• _TO DO_: Write out each line beneath this one exactly as it reads.

------------------------------------------------

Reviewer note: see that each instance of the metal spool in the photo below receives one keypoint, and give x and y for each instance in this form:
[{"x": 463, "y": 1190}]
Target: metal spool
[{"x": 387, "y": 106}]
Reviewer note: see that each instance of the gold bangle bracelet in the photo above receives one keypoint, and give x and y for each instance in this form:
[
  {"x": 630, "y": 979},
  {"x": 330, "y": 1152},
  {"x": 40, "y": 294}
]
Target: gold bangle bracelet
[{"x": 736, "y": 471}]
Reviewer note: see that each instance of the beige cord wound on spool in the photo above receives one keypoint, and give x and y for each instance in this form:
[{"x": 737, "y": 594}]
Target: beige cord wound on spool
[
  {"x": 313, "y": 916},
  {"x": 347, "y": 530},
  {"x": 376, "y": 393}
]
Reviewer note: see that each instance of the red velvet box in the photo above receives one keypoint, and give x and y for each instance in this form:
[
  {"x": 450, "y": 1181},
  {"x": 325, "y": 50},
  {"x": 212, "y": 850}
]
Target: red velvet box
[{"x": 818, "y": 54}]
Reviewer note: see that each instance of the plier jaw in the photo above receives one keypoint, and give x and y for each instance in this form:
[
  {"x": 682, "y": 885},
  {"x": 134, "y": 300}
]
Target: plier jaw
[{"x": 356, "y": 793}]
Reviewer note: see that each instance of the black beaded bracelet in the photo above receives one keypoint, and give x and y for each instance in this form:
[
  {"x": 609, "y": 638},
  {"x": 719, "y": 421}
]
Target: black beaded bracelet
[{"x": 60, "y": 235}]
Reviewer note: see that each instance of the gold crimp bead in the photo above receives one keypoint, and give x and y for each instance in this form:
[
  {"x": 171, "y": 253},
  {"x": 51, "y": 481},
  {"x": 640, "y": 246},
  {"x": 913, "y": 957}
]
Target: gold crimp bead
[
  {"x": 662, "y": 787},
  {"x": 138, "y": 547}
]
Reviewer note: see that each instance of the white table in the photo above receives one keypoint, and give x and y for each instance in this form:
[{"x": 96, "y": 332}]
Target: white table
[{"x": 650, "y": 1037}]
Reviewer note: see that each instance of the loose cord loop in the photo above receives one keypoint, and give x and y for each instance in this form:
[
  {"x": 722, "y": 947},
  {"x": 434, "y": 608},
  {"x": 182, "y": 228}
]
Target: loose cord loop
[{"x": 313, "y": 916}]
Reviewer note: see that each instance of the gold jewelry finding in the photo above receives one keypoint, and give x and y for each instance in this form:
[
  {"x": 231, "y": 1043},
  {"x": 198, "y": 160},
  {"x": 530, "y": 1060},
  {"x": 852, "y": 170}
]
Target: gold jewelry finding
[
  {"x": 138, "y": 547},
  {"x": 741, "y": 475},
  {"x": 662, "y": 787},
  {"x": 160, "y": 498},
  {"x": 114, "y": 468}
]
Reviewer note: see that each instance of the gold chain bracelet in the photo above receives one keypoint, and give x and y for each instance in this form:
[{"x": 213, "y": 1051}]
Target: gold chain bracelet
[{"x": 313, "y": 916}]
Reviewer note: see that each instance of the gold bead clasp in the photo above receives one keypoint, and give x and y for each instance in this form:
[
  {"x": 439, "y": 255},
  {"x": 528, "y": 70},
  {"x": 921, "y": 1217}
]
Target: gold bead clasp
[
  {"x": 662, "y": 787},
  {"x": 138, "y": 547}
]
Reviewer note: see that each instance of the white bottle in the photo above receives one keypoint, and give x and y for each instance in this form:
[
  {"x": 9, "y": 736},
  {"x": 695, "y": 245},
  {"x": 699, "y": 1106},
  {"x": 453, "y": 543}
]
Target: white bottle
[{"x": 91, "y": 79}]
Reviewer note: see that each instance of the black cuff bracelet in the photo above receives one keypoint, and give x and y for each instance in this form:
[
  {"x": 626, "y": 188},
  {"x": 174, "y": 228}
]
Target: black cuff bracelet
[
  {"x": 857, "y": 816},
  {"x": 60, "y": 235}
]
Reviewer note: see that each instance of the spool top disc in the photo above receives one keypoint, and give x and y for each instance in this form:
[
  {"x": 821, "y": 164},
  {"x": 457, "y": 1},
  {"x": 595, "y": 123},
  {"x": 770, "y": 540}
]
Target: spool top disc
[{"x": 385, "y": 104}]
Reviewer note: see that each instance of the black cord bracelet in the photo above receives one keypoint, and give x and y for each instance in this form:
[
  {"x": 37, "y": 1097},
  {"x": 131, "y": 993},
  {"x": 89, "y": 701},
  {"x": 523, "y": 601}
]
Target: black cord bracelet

------------------------------------------------

• _SOLUTION TO THIS EXERCISE_:
Reviewer note: see that each instance of the metal spool in the photo below receives one keypoint, and give x and y for each instance in this form:
[{"x": 463, "y": 1190}]
Target: metal spool
[{"x": 387, "y": 106}]
Reviewer note: see that each instance of the gold bangle bracelet in the photo above receives one keypoint, and give x and y for each instance in this form:
[
  {"x": 630, "y": 979},
  {"x": 330, "y": 1152},
  {"x": 40, "y": 294}
]
Target: gold bangle bracelet
[{"x": 736, "y": 471}]
Reviewer note: see that each instance of the beige cord wound on spool in the photo above receives one keypoint, and give x and y for each instance in this form:
[{"x": 737, "y": 594}]
Target: beige cord wound on spool
[
  {"x": 313, "y": 916},
  {"x": 347, "y": 530},
  {"x": 376, "y": 393}
]
Reviewer note: see that each instance of the red velvet box in the photo above receives one keypoint, and give x and y for each instance in this form:
[
  {"x": 450, "y": 1181},
  {"x": 325, "y": 50},
  {"x": 212, "y": 850}
]
Target: red velvet box
[{"x": 818, "y": 54}]
Reviewer note: see that each instance of the plier jaw in the photo above receives one keypoint, and give x and y for each instance in this form:
[
  {"x": 682, "y": 885},
  {"x": 134, "y": 300}
]
Target: plier jaw
[{"x": 356, "y": 793}]
Reviewer note: see that each instance of the black beaded bracelet in the photo above receives one keypoint, and give x and y for each instance in this form:
[
  {"x": 609, "y": 638},
  {"x": 719, "y": 421}
]
Target: black beaded bracelet
[{"x": 60, "y": 235}]
Reviewer note: see that each instance of the gold crimp bead in the photo above receives one keypoint, and give x and y for each instance in this form:
[
  {"x": 171, "y": 253},
  {"x": 51, "y": 481},
  {"x": 640, "y": 246},
  {"x": 913, "y": 957}
]
Target: gold crimp bead
[
  {"x": 662, "y": 787},
  {"x": 138, "y": 547}
]
Reviewer note: see that each instance of the white table in the photo above receives one keypoint, and give x and y for each instance in this form:
[{"x": 96, "y": 332}]
Target: white table
[{"x": 650, "y": 1037}]
Reviewer note: see that each instance of the loose cord loop in the photo above receives one keypoint, and give x and y for each instance in this form:
[
  {"x": 722, "y": 947},
  {"x": 434, "y": 608},
  {"x": 182, "y": 228}
]
Target: loose cord loop
[{"x": 313, "y": 916}]
Reviewer note: see that each instance of the gold jewelry finding in the photo above receives one keypoint, and give x and y for each instance in this form:
[
  {"x": 231, "y": 1043},
  {"x": 198, "y": 160},
  {"x": 530, "y": 1060},
  {"x": 852, "y": 170}
]
Target: gold jewelry finding
[
  {"x": 138, "y": 547},
  {"x": 741, "y": 475},
  {"x": 662, "y": 787},
  {"x": 160, "y": 498},
  {"x": 114, "y": 468}
]
Reviewer note: see that each instance of the gold chain bracelet in the photo above receives one keypoint, and give x and y for each instance in this form:
[{"x": 213, "y": 1051}]
Target: gold chain bracelet
[{"x": 313, "y": 916}]
Reviewer note: see that each instance of the gold bead clasp in the photo above receives one keypoint, and give x and y for each instance in this form:
[
  {"x": 439, "y": 255},
  {"x": 528, "y": 70},
  {"x": 921, "y": 1217}
]
Target: gold bead clasp
[
  {"x": 662, "y": 787},
  {"x": 138, "y": 547}
]
Reviewer note: see that each instance of the white bottle in the photo above receives one keypoint, and give x and y for each instance in this form:
[
  {"x": 9, "y": 736},
  {"x": 695, "y": 245},
  {"x": 699, "y": 1106},
  {"x": 453, "y": 543}
]
Target: white bottle
[{"x": 91, "y": 79}]
Reviewer note: see that each instance of the black cuff bracelet in the photo above receives one keypoint, and give x and y for each instance in this form:
[
  {"x": 626, "y": 188},
  {"x": 174, "y": 228}
]
Target: black cuff bracelet
[
  {"x": 857, "y": 816},
  {"x": 60, "y": 235}
]
Reviewer note: see that each instance of the spool top disc in the photo above receives one keypoint, and give x and y for each instance in this form:
[
  {"x": 821, "y": 164},
  {"x": 457, "y": 1},
  {"x": 595, "y": 123},
  {"x": 770, "y": 540}
]
Target: spool top disc
[{"x": 385, "y": 104}]
Reviewer note: see that each instance of the black cord bracelet in the photo above receives one keypoint, and give x and y for each instance in this form:
[
  {"x": 37, "y": 1097},
  {"x": 131, "y": 993},
  {"x": 89, "y": 701},
  {"x": 523, "y": 601}
]
Target: black cord bracelet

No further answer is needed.